▶ _TASK DESCRIPTION_:
Copy out the entries word for word, from the line containing "identify the long" through the line containing "224;42;263;59", including both of those lines.
--------
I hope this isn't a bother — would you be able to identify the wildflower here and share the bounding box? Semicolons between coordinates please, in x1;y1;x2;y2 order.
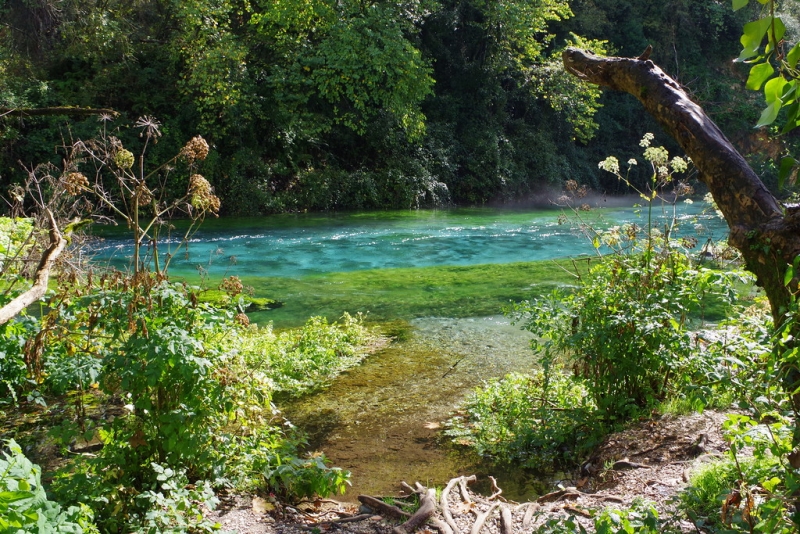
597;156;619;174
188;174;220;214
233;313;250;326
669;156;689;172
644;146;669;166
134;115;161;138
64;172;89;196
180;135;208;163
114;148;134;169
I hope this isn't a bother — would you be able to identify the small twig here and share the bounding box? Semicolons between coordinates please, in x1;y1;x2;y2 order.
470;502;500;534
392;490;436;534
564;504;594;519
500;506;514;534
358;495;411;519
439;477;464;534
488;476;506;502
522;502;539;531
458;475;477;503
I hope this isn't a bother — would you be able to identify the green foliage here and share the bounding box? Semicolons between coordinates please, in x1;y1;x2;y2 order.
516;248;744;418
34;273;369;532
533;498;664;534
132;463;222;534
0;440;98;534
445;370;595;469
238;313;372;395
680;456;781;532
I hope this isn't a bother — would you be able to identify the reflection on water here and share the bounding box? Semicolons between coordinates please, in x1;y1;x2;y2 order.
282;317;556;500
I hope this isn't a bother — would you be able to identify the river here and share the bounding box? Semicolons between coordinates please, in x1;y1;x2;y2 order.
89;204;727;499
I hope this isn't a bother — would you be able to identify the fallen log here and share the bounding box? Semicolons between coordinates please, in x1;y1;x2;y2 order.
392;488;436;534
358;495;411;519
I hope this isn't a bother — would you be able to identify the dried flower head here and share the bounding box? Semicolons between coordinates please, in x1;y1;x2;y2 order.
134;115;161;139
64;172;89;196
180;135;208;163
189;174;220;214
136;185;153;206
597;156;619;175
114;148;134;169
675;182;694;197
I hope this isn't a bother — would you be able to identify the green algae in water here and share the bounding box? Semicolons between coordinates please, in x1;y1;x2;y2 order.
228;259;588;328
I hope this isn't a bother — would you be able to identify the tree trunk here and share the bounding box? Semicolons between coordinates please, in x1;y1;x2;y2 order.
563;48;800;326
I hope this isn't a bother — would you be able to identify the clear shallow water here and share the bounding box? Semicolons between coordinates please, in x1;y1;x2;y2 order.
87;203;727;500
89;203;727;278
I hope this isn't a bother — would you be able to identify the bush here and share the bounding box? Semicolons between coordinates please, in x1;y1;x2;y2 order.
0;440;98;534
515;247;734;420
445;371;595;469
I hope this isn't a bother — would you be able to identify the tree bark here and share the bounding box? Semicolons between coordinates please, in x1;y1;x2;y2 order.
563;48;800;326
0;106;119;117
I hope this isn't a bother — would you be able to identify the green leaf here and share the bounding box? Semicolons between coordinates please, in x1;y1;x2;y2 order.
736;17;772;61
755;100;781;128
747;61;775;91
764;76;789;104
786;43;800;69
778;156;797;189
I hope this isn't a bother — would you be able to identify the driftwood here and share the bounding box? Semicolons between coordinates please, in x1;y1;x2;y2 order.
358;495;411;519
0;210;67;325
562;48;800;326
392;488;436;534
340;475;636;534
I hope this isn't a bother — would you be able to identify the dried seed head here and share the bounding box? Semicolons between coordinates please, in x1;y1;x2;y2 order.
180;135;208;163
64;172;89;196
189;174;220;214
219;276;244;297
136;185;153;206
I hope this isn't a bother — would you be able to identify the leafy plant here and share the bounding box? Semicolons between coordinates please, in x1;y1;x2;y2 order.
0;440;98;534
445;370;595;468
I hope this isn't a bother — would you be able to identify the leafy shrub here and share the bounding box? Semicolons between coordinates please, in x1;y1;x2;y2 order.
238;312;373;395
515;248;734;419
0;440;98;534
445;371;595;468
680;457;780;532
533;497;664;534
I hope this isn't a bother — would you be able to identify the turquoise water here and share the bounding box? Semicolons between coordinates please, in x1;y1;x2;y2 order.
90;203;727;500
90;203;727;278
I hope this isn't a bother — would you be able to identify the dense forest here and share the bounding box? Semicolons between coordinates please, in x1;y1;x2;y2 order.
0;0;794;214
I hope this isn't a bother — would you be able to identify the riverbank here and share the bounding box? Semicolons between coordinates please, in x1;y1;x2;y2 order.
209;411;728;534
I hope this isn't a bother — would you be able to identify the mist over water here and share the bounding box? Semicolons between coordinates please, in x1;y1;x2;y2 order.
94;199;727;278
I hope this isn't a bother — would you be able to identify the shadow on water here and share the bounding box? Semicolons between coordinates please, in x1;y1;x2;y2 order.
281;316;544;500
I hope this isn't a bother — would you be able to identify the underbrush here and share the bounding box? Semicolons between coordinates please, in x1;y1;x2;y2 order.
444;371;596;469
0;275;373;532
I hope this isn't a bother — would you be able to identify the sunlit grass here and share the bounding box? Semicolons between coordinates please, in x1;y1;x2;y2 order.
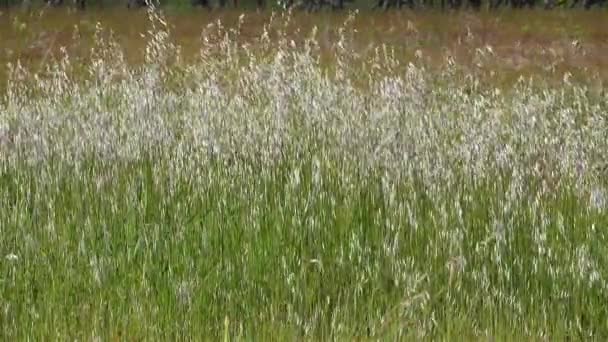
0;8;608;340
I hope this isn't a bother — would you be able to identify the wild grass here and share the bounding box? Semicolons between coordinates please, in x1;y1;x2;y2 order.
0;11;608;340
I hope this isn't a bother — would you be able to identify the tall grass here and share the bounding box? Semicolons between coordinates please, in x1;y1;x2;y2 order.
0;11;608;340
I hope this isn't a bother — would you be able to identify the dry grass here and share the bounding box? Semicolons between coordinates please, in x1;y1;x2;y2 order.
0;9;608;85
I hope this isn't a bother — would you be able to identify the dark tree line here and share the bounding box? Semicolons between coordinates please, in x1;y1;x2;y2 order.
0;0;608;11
--------
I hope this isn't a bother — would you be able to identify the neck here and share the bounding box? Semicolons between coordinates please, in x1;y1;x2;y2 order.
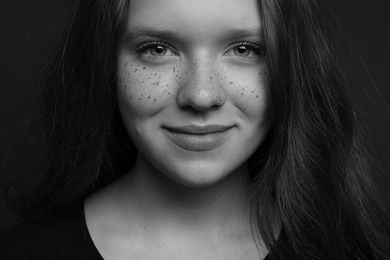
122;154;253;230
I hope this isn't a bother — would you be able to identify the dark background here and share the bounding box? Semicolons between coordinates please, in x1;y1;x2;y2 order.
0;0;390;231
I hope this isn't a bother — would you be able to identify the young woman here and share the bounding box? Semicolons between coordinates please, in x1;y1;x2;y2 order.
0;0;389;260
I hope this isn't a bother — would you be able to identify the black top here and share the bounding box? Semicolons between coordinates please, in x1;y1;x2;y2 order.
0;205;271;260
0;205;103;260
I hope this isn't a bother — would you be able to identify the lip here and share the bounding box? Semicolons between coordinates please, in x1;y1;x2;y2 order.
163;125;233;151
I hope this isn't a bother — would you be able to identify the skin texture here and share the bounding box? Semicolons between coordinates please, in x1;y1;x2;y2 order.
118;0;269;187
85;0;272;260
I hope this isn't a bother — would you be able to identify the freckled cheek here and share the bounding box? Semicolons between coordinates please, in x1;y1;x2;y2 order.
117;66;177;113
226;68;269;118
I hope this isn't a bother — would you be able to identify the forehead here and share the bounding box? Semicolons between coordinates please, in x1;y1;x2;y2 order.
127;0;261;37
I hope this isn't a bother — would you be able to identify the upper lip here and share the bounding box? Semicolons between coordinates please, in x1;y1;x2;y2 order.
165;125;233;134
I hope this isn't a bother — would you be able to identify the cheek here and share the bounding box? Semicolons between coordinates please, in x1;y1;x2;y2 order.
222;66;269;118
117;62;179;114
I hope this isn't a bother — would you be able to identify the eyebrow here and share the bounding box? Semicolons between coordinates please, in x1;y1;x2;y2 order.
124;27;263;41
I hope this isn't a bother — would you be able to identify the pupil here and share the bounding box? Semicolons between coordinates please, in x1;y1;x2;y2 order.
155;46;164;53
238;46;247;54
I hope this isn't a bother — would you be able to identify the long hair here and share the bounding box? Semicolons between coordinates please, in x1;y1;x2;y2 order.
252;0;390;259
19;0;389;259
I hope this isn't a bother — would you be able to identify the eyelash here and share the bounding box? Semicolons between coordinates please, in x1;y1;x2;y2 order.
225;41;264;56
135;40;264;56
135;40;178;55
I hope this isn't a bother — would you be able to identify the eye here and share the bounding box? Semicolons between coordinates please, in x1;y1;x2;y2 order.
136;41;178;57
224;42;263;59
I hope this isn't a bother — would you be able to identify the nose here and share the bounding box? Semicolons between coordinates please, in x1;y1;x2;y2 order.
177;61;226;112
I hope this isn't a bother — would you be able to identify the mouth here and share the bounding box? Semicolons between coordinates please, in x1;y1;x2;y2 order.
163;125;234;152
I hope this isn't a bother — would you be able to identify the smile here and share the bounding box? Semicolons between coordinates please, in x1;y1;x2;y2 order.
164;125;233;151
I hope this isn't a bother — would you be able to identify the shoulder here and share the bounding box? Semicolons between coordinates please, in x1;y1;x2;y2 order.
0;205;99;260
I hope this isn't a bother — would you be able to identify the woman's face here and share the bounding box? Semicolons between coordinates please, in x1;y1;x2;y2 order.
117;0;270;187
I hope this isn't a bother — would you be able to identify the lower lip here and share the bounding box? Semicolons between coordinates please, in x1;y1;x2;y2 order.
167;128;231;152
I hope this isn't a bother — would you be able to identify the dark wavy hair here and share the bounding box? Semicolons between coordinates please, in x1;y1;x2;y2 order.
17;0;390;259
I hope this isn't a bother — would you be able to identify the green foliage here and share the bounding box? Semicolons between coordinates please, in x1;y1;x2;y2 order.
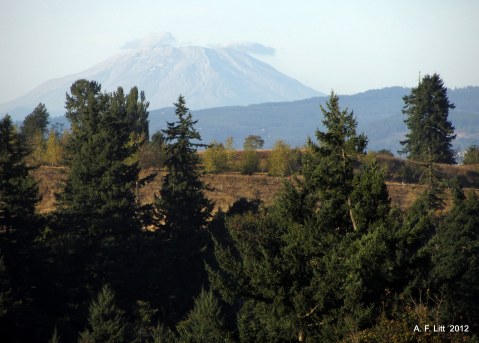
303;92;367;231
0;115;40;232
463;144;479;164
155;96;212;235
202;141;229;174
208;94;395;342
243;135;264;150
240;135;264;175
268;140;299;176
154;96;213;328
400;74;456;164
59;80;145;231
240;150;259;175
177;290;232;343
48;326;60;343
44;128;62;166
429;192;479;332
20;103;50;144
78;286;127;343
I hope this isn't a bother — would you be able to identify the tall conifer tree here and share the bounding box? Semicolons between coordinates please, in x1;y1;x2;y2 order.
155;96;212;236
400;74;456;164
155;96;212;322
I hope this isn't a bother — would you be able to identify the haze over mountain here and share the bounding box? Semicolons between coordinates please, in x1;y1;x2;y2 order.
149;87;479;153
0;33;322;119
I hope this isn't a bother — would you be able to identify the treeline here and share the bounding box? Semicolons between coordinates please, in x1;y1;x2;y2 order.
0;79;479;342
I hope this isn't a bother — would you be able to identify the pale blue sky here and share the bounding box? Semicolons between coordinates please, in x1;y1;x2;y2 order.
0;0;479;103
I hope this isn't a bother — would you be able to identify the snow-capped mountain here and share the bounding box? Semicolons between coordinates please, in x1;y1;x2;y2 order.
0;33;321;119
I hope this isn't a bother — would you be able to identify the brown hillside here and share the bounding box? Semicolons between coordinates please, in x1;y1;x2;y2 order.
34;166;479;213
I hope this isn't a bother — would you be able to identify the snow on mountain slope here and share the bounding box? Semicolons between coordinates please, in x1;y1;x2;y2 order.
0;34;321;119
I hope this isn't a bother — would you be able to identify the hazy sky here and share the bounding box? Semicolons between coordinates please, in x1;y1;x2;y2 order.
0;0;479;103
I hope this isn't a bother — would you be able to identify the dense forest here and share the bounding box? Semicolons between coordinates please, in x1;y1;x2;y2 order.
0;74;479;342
--------
▶ _ANSWER TO THE TASK_:
I hope this isn't a bother — would you be able to identify the long hair here and share the bounding box? Semicolons between coordinates please, in x1;y1;x2;y2 order.
252;0;390;259
19;0;389;259
I hope this isn't a bother — would you be able to identify the eyelash here and share the bounding box? Semicolons between coordinates please, in x1;y1;x2;y2 order.
225;41;264;56
135;40;264;56
135;40;178;55
I hope this isn't a bother — would you be able to identify the eye here and share the bounding box? Semicolons between coordinates please, in x1;y1;x2;y2 order.
136;41;178;57
224;42;263;59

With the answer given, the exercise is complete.